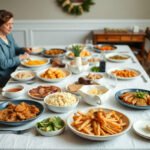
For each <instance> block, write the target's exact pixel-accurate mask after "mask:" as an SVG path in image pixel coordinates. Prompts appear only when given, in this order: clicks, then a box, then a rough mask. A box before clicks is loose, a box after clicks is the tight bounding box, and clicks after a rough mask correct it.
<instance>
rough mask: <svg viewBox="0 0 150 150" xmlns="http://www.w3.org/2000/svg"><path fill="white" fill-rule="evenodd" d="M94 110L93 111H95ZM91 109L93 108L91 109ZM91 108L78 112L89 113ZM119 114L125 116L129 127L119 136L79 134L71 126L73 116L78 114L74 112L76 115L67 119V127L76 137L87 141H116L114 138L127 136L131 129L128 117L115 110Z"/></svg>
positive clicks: (106, 108) (124, 118) (123, 117)
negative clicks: (84, 138)
mask: <svg viewBox="0 0 150 150" xmlns="http://www.w3.org/2000/svg"><path fill="white" fill-rule="evenodd" d="M93 108H94V109H97V108H102V109H103V110H105V111H114V109H113V110H112V109H109V108H103V107H93ZM93 108H92V109H93ZM90 109H91V108H90ZM90 109H89V108H88V109H84V110H81V111H80V110H78V111H80V112H84V113H85V112H88V110H90ZM78 111H76V112H78ZM115 111H116V112H117V113H118V114H121V115H123V118H124V119H125V120H126V122H127V123H128V126H127V127H126V128H125V129H124V130H123V131H122V132H120V133H118V134H113V135H108V136H95V135H88V134H84V133H82V132H79V131H77V130H76V129H75V128H74V127H72V125H71V123H72V122H73V116H74V113H76V112H74V113H72V114H71V115H70V116H69V117H68V119H67V125H68V127H69V129H70V130H71V131H72V132H73V133H75V134H76V135H78V136H80V137H82V138H85V139H89V140H93V141H106V140H112V139H114V138H116V137H118V136H120V135H122V134H125V133H126V132H127V131H128V130H129V129H130V128H131V120H130V119H129V118H128V117H127V116H126V115H124V114H123V113H121V112H119V111H117V110H115Z"/></svg>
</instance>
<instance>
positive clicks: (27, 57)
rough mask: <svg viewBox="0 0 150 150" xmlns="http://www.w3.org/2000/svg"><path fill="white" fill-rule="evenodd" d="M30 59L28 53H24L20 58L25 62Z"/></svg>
mask: <svg viewBox="0 0 150 150" xmlns="http://www.w3.org/2000/svg"><path fill="white" fill-rule="evenodd" d="M29 57H30V55H29V54H28V53H24V54H22V55H20V56H19V59H20V60H25V59H28V58H29Z"/></svg>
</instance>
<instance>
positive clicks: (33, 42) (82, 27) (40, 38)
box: [13, 20, 150, 46]
mask: <svg viewBox="0 0 150 150" xmlns="http://www.w3.org/2000/svg"><path fill="white" fill-rule="evenodd" d="M134 25H136V26H139V28H140V29H145V28H146V27H148V26H149V25H150V20H51V21H49V20H34V21H31V20H22V21H15V26H14V30H13V35H14V37H15V39H16V41H17V43H18V45H20V46H44V45H69V44H71V43H84V42H85V40H86V39H87V38H88V39H89V38H92V30H98V29H103V28H105V27H108V28H130V29H132V28H133V26H134Z"/></svg>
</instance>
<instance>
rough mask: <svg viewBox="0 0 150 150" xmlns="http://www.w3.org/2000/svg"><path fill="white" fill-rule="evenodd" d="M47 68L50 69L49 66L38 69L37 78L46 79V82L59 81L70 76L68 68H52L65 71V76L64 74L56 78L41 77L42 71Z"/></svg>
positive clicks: (52, 81) (42, 73) (53, 81)
mask: <svg viewBox="0 0 150 150" xmlns="http://www.w3.org/2000/svg"><path fill="white" fill-rule="evenodd" d="M48 69H50V68H47V69H44V70H42V71H39V72H38V73H37V76H38V78H39V79H41V80H43V81H46V82H60V81H62V80H64V79H66V78H67V77H69V76H71V72H70V71H69V70H67V69H61V68H53V69H59V70H62V71H64V72H65V73H66V76H65V77H64V78H56V79H47V78H42V77H41V74H43V73H44V72H45V71H46V70H48Z"/></svg>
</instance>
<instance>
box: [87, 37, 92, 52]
mask: <svg viewBox="0 0 150 150" xmlns="http://www.w3.org/2000/svg"><path fill="white" fill-rule="evenodd" d="M85 45H86V48H87V49H88V50H92V49H93V41H92V40H91V39H87V40H86V41H85Z"/></svg>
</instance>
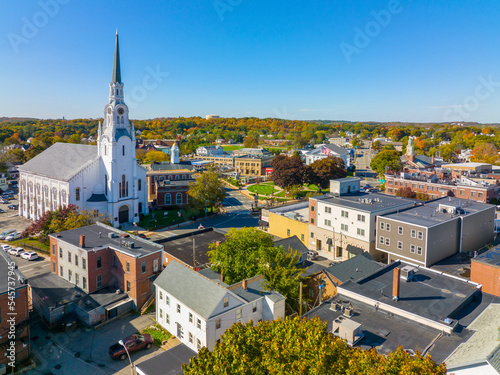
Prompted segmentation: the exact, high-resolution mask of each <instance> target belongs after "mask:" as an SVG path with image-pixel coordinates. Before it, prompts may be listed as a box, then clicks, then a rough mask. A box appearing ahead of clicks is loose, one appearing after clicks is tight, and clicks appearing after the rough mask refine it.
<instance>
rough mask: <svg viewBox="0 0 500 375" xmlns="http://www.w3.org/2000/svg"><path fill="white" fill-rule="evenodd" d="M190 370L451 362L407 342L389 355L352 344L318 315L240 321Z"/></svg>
mask: <svg viewBox="0 0 500 375" xmlns="http://www.w3.org/2000/svg"><path fill="white" fill-rule="evenodd" d="M182 370H183V371H184V374H186V375H205V374H213V375H223V374H224V375H226V374H231V375H240V374H241V375H242V374H244V375H253V374H256V375H257V374H258V375H268V374H269V375H270V374H273V375H285V374H328V375H368V374H370V375H382V374H384V375H385V374H426V375H431V374H432V375H445V374H446V366H445V365H444V364H439V365H438V364H436V363H435V362H434V361H433V360H432V358H430V357H429V356H426V357H422V356H421V355H420V354H419V353H417V354H416V355H415V356H414V357H412V356H411V355H410V354H409V353H407V352H405V350H404V349H403V348H402V347H399V348H398V349H397V350H396V351H394V352H391V353H389V354H388V355H387V356H386V357H385V356H383V355H381V354H378V353H377V352H376V350H375V349H374V348H373V349H370V350H362V349H360V348H356V347H351V346H349V345H348V344H347V342H346V341H344V340H341V339H339V338H337V337H335V336H334V335H333V334H332V333H331V332H328V330H327V324H326V323H323V322H322V321H321V320H319V319H317V318H314V319H312V320H307V319H305V318H303V319H300V318H294V319H283V320H273V321H263V322H259V323H258V324H257V325H254V323H253V322H251V321H250V322H248V323H247V324H241V323H235V324H233V325H232V326H231V328H229V329H228V330H226V332H225V333H224V334H223V335H222V337H221V341H220V342H218V343H216V344H215V348H214V350H213V352H210V351H209V350H208V349H207V348H206V347H203V348H201V350H200V351H199V352H198V355H197V356H196V357H193V358H191V359H190V361H189V364H188V365H186V364H184V365H182Z"/></svg>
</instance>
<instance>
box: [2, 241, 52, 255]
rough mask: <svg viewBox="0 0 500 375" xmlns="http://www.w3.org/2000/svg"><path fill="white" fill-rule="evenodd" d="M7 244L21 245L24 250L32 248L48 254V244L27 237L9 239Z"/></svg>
mask: <svg viewBox="0 0 500 375" xmlns="http://www.w3.org/2000/svg"><path fill="white" fill-rule="evenodd" d="M9 245H10V246H11V247H23V248H24V249H26V250H34V251H36V250H41V251H42V252H44V253H46V254H50V245H45V244H43V243H41V242H40V241H38V240H32V239H29V238H23V239H20V240H15V241H10V242H9Z"/></svg>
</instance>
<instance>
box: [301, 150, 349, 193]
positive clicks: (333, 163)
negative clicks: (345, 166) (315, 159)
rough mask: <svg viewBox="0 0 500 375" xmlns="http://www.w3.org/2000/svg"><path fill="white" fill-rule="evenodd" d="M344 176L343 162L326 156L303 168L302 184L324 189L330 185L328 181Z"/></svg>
mask: <svg viewBox="0 0 500 375" xmlns="http://www.w3.org/2000/svg"><path fill="white" fill-rule="evenodd" d="M346 176H347V171H346V169H345V165H344V161H343V160H342V159H341V158H338V157H334V156H328V157H326V158H323V159H319V160H316V161H315V162H313V163H311V164H310V165H308V166H306V167H305V171H304V182H305V183H307V184H314V185H317V186H318V187H319V188H320V189H326V188H327V187H328V186H329V185H330V180H334V179H337V178H343V177H346Z"/></svg>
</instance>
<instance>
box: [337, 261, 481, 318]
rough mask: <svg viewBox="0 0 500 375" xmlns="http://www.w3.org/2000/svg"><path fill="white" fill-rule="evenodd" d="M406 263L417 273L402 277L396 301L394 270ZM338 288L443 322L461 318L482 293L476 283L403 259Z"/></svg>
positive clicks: (404, 266)
mask: <svg viewBox="0 0 500 375" xmlns="http://www.w3.org/2000/svg"><path fill="white" fill-rule="evenodd" d="M405 266H410V267H413V268H414V269H415V270H416V272H415V274H414V275H413V277H412V278H411V279H410V280H409V281H405V280H403V279H400V292H399V300H398V301H395V300H393V298H392V297H393V296H392V287H393V270H394V268H395V267H399V268H402V267H405ZM337 289H338V292H339V293H340V294H342V293H350V294H352V293H354V294H355V295H358V296H360V297H361V298H364V299H366V298H368V299H370V300H372V301H373V302H374V303H376V302H380V303H383V304H385V305H388V306H390V307H394V308H397V309H399V310H403V311H404V312H405V313H410V314H417V315H419V316H421V317H423V318H426V319H428V320H431V321H434V322H438V323H441V324H443V322H444V320H445V319H446V318H450V319H456V318H457V317H459V316H460V315H459V314H460V310H461V309H462V308H463V307H464V305H465V304H466V303H467V302H468V301H469V300H471V299H472V298H473V295H475V294H477V293H478V292H479V294H480V289H478V285H477V284H476V283H472V282H469V281H467V280H462V279H459V278H456V277H452V276H447V275H445V274H441V273H439V272H435V271H431V270H430V269H428V268H424V267H418V266H414V265H410V264H408V263H405V262H401V261H396V262H394V263H392V264H390V265H388V266H386V267H384V268H382V269H381V270H379V271H377V272H376V273H374V274H372V275H369V276H367V277H365V278H364V279H361V280H358V281H357V282H354V281H347V282H345V283H343V284H342V285H340V286H339V287H338V288H337ZM353 298H354V297H353Z"/></svg>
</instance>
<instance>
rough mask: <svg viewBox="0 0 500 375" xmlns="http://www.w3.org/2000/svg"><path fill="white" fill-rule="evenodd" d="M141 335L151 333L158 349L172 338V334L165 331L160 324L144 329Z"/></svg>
mask: <svg viewBox="0 0 500 375" xmlns="http://www.w3.org/2000/svg"><path fill="white" fill-rule="evenodd" d="M141 333H149V334H150V335H151V336H152V337H153V340H154V344H155V345H156V346H158V347H160V346H161V344H162V343H163V342H164V341H166V340H168V339H169V338H170V337H172V334H171V333H170V332H168V331H167V330H165V329H163V328H162V327H161V326H160V325H159V324H153V325H152V326H149V327H148V328H145V329H143V330H142V331H141Z"/></svg>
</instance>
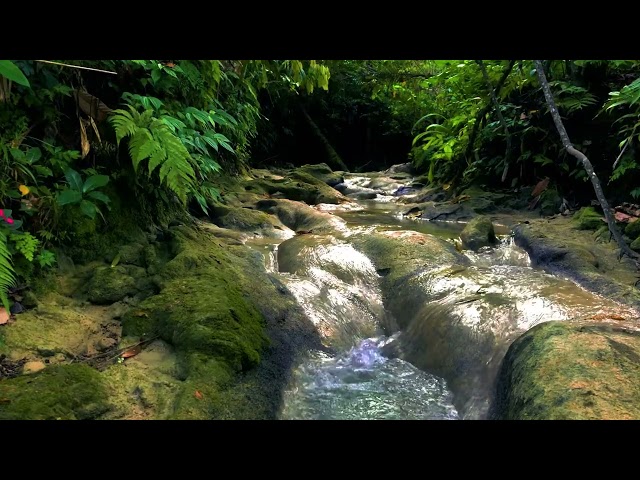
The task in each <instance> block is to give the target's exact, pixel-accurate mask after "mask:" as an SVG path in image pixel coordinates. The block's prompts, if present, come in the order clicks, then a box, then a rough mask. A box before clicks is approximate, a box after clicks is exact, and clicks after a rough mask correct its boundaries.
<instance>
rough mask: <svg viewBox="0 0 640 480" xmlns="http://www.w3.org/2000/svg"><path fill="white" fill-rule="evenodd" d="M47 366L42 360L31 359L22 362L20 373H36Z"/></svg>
mask: <svg viewBox="0 0 640 480" xmlns="http://www.w3.org/2000/svg"><path fill="white" fill-rule="evenodd" d="M46 367H47V366H46V365H45V364H44V362H39V361H33V362H27V363H25V364H24V367H22V373H25V374H26V373H36V372H39V371H40V370H44V369H45V368H46Z"/></svg>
○ ○ ○ ○
Instructions to follow >> Copy, word for word, the entries above from the first line to the line that holds "positive clicks: (106, 108)". Drop the pictures.

Answer section >>
For each <instance> block, write the target's exact pixel-accurate mask after "mask:" as an SVG path in image pixel coordinates. Prompts appear only when given, in this order: clicks, then a box, then a rough mask. A box before clicks is loose, a box after clicks is the tight bounding box, and clicks after a rough mask correct it.
<instance>
rough mask: <svg viewBox="0 0 150 150" xmlns="http://www.w3.org/2000/svg"><path fill="white" fill-rule="evenodd" d="M94 110L93 111H95ZM91 109L93 108L91 109ZM91 108L78 112L89 113ZM119 114L125 116L129 127L119 136L79 134L71 126L73 116L78 114L74 112L76 115L67 119V127L76 137L87 141H116L114 138L127 136L131 129L128 117L115 110Z"/></svg>
positive clicks: (106, 108) (124, 118) (123, 117)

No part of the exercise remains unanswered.